The input:
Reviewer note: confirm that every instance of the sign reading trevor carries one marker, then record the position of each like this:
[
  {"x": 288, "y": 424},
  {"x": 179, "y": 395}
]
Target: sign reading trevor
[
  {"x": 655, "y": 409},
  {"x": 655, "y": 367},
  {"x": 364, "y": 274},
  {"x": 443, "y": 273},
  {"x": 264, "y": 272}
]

What to produce:
For this task, please set down every entry exactly, with no line left out.

Your solution:
Reviewer note: confirm that every instance of the sign reading trevor carries one marker, then record the position of each like this:
[
  {"x": 288, "y": 424},
  {"x": 179, "y": 395}
]
Target: sign reading trevor
[
  {"x": 655, "y": 409},
  {"x": 655, "y": 367},
  {"x": 364, "y": 274},
  {"x": 443, "y": 273},
  {"x": 264, "y": 272}
]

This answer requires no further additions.